** Start **
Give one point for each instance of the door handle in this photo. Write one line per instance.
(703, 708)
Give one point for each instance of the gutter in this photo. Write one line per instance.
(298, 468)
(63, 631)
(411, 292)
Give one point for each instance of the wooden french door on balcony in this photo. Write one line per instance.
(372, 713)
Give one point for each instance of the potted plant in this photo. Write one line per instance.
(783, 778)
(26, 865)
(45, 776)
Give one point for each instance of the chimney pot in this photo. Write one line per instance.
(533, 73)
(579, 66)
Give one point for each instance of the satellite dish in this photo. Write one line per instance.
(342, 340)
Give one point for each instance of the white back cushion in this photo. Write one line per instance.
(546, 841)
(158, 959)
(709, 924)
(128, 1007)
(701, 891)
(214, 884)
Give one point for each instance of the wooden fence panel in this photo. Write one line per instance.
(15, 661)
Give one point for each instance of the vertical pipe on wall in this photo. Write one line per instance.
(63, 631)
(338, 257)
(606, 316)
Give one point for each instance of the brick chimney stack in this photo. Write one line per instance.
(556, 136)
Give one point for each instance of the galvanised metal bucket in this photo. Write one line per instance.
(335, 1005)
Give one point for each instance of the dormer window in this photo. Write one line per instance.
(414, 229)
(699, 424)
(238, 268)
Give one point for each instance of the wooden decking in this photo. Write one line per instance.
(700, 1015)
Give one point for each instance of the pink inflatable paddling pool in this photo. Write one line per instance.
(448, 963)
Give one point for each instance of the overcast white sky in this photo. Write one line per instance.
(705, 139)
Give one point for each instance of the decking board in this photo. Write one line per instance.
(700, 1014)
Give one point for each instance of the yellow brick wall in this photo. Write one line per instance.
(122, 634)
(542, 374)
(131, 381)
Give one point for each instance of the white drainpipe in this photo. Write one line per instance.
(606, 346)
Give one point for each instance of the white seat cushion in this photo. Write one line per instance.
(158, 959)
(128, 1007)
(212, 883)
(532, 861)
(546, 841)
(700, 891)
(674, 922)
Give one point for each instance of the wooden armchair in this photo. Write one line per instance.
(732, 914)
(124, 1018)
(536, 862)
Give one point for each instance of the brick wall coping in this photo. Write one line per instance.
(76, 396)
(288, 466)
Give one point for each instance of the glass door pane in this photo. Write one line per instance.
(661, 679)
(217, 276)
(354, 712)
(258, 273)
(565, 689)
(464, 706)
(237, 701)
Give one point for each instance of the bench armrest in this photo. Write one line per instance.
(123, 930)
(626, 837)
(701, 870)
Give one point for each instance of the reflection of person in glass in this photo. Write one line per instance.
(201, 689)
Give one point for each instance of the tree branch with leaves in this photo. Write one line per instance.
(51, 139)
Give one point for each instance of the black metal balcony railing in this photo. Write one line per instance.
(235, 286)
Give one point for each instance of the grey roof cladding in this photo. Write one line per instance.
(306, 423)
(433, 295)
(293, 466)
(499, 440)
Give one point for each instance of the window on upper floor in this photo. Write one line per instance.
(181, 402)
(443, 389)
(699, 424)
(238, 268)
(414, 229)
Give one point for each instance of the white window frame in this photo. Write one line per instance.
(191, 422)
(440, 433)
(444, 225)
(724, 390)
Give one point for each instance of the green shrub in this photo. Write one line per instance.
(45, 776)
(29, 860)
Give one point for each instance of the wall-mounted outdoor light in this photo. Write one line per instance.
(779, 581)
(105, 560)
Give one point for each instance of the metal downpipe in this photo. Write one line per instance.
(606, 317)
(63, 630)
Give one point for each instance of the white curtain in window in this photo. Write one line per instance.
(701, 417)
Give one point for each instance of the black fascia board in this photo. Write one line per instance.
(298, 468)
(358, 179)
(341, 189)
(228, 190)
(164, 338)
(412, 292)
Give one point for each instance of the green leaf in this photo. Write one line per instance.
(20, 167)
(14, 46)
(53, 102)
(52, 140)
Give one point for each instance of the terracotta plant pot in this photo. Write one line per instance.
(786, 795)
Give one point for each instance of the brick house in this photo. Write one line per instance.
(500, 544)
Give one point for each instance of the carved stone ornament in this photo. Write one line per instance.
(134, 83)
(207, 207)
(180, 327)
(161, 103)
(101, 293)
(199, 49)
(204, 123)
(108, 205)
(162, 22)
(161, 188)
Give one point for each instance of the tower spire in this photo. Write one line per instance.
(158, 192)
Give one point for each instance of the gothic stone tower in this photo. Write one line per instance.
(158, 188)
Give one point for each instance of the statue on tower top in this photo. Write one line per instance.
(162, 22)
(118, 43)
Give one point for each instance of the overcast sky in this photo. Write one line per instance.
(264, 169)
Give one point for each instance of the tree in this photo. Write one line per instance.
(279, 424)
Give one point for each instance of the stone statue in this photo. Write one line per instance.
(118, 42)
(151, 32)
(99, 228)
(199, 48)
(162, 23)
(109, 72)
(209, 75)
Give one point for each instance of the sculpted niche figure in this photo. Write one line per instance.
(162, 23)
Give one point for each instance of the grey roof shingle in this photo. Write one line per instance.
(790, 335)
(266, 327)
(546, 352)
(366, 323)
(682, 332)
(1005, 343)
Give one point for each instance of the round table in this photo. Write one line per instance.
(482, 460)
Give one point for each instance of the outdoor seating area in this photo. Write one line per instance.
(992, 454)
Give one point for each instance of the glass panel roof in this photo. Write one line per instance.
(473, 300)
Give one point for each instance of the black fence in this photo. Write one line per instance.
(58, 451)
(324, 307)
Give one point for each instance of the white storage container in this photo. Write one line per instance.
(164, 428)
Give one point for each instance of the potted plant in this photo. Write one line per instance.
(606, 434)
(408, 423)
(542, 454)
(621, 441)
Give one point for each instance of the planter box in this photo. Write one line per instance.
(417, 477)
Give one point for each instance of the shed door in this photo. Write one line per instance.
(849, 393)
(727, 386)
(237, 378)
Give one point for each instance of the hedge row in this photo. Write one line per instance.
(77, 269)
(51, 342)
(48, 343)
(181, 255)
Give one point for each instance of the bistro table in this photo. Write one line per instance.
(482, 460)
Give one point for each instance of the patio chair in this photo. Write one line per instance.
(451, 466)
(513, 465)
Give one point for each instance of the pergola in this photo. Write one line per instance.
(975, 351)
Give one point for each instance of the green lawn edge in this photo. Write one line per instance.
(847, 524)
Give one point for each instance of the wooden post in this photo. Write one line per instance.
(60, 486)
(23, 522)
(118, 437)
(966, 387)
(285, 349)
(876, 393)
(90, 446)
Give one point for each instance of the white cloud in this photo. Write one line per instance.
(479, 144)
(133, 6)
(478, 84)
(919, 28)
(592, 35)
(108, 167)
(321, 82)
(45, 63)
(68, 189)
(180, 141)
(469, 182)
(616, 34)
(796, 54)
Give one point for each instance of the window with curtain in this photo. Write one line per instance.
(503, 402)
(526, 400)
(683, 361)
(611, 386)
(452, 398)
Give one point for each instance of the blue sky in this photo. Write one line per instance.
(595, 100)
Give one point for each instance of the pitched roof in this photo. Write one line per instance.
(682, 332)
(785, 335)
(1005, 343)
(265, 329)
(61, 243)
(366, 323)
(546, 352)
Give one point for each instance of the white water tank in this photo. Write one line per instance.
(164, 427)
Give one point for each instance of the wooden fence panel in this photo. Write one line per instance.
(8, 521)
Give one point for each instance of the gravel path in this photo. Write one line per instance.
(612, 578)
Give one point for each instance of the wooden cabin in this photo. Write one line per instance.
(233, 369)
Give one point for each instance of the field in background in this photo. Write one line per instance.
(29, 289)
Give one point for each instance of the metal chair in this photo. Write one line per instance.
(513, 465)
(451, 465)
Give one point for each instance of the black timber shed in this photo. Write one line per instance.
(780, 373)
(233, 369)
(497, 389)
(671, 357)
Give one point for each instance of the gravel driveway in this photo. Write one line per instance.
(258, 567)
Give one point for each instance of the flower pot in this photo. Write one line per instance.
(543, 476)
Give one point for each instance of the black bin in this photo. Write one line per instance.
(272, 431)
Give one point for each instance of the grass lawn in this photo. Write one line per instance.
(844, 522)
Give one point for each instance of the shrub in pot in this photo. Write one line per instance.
** End **
Task to complete:
Reproduce the final stretch of the data above: every line from the one holding "Give one point for each instance of the gravel driveway" through the end, inclusive, exactly as written and nothing else.

Completed exercise:
Give one point for each instance of the gravel driveway in this photo. Write one line per instance.
(258, 567)
Give one point for each instance of the flower pot in this photo. Write one line per instance.
(543, 476)
Give one point for each instance of the black bin in this photo. Write one line per instance.
(272, 431)
Give one point for each instance of the grass lawn in this photo. Write one line per instance.
(844, 522)
Give one point for each instance of the shrub in pot in this photo. Write one line per instance.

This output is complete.